ABOUT THIS EXERCISE:
Starting with the line containing "sample | (224,106)" and going on through the line containing "sample | (574,170)", return the lines of the data below exactly, and only those.

Region pointing data
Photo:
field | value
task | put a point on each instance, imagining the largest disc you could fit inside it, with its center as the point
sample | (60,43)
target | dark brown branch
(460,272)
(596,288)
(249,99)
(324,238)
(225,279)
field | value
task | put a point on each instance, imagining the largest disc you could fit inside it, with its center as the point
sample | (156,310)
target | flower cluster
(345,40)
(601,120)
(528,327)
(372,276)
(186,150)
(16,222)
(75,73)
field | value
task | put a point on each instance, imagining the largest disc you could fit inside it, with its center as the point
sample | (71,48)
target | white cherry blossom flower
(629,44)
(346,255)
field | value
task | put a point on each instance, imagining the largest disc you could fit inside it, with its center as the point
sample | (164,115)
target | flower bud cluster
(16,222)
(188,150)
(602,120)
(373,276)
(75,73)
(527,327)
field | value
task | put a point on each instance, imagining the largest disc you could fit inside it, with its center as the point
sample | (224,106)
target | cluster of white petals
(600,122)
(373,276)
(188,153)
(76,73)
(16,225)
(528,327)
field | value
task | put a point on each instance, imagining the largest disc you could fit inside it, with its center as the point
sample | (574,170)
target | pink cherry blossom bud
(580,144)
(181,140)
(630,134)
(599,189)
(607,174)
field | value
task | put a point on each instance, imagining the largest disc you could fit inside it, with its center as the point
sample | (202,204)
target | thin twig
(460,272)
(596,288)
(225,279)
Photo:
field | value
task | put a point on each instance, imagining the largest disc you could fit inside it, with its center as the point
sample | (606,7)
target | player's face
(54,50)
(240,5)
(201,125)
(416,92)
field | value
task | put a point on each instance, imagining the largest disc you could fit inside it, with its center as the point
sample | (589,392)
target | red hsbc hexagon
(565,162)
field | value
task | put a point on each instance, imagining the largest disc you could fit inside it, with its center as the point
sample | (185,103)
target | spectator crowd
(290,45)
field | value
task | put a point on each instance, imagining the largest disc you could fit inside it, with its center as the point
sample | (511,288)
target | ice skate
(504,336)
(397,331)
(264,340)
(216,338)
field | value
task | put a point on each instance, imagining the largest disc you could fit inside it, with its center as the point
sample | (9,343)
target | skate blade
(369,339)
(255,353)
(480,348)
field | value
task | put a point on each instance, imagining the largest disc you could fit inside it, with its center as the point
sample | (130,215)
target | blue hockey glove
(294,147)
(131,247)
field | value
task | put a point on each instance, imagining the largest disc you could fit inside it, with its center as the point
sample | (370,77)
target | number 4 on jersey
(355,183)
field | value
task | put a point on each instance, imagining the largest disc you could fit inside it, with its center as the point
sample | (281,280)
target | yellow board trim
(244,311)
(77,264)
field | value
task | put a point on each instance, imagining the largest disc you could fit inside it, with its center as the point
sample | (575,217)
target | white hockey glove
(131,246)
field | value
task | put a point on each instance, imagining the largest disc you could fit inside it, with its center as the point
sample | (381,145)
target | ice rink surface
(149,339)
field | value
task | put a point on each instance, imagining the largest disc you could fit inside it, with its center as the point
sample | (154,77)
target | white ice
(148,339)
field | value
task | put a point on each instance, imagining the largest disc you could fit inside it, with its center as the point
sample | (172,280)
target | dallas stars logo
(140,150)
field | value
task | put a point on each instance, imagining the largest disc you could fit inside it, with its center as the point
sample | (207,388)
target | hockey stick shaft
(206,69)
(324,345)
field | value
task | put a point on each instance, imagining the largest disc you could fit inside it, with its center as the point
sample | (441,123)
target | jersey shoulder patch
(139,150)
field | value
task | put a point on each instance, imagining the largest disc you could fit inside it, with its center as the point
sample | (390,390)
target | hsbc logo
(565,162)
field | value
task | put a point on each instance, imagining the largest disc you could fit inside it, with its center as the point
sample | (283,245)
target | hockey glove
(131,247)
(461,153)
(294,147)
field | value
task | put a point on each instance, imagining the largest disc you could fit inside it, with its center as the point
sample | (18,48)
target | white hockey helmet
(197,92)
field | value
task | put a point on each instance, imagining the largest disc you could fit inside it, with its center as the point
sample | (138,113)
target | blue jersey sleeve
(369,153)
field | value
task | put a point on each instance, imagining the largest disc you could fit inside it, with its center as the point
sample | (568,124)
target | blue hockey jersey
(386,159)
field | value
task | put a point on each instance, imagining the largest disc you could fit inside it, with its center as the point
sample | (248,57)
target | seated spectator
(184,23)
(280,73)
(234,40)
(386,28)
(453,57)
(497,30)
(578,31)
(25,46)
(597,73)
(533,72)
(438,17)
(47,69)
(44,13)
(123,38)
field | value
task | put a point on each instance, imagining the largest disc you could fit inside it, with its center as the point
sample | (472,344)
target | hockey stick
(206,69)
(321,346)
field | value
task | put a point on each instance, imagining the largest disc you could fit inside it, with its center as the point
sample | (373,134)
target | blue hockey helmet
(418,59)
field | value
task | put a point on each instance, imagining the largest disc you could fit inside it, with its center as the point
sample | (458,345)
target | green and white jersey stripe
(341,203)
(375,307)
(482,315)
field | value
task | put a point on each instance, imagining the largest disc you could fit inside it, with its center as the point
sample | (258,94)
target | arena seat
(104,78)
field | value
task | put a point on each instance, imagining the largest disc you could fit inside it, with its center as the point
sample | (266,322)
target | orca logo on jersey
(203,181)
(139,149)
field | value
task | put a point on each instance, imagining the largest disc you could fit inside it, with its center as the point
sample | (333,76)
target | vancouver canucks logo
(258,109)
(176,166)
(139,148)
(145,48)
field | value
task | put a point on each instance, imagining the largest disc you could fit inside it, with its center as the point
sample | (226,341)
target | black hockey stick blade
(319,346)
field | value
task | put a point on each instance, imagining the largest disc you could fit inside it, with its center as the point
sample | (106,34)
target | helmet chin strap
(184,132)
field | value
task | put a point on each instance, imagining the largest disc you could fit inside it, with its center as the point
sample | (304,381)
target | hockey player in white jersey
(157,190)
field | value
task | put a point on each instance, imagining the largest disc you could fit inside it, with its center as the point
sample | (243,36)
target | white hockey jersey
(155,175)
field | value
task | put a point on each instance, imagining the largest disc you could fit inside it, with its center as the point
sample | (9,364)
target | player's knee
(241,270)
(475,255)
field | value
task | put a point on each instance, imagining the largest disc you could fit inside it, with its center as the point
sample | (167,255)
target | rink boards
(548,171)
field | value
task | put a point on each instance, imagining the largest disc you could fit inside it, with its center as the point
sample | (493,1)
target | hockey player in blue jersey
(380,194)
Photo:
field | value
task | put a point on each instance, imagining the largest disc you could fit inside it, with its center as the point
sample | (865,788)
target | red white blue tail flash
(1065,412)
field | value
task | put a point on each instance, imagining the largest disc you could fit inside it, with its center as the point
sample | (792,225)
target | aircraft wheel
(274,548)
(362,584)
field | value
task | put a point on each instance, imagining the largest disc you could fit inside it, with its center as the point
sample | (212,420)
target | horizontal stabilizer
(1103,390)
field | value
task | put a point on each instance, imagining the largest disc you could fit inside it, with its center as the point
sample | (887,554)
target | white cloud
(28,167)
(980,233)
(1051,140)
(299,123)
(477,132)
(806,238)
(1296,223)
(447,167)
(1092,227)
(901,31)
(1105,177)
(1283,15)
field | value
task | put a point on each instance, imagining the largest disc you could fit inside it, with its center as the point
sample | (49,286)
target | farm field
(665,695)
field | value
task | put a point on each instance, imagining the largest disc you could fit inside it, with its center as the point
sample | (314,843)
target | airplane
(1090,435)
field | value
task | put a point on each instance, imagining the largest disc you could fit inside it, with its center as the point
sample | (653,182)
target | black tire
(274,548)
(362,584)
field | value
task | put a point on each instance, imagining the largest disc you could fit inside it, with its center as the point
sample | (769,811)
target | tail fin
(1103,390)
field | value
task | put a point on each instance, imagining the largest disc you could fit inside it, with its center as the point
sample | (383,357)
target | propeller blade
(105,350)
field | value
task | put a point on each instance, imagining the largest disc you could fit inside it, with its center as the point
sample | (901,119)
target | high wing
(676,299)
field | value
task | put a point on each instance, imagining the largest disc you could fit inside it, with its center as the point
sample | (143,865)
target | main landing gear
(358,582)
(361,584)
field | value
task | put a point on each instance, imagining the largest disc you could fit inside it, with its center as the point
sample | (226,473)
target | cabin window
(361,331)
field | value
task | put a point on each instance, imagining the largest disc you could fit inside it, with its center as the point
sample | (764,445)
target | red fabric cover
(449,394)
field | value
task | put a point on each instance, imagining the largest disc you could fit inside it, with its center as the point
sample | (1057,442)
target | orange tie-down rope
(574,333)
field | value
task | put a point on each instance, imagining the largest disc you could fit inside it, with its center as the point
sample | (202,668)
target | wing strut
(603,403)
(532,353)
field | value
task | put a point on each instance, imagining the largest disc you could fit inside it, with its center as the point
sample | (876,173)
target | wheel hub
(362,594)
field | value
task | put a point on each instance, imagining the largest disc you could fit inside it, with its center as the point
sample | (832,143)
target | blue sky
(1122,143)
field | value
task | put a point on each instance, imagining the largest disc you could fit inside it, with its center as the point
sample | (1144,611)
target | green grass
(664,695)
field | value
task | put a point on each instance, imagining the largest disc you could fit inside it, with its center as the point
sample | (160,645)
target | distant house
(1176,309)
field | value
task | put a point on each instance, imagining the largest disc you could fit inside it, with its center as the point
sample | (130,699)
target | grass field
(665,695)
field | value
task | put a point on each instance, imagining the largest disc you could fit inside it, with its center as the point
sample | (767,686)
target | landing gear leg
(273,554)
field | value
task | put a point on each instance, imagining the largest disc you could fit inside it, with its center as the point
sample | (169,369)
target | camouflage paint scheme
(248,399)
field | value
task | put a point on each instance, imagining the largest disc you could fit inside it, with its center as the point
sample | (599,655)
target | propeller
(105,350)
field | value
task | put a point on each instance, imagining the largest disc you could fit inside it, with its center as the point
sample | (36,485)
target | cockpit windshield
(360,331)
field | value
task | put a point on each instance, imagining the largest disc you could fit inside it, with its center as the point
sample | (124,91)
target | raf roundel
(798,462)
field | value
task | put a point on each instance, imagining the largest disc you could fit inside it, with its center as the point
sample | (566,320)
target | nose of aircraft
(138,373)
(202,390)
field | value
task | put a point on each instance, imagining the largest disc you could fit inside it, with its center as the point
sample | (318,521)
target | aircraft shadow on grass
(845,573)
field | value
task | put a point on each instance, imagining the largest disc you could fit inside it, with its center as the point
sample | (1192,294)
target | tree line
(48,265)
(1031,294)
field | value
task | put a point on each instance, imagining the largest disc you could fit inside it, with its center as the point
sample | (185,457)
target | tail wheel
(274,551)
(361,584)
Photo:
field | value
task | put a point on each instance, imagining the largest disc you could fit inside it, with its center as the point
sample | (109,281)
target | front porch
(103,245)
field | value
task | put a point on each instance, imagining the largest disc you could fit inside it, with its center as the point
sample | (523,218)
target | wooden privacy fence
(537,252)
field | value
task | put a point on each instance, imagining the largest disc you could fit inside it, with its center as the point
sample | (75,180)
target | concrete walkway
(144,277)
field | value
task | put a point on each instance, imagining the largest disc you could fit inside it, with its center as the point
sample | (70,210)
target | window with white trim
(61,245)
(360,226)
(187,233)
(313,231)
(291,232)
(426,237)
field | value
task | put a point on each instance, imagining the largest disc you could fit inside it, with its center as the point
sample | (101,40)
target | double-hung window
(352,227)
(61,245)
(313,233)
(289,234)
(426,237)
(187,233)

EXERCISE SOLUTION:
sample | (224,106)
target | cluster of white petals
(600,122)
(373,276)
(188,153)
(76,73)
(16,225)
(528,327)
field | value
task | put a point on each instance, imagining the largest disc you could fit inside it, with its center as the point
sample | (574,170)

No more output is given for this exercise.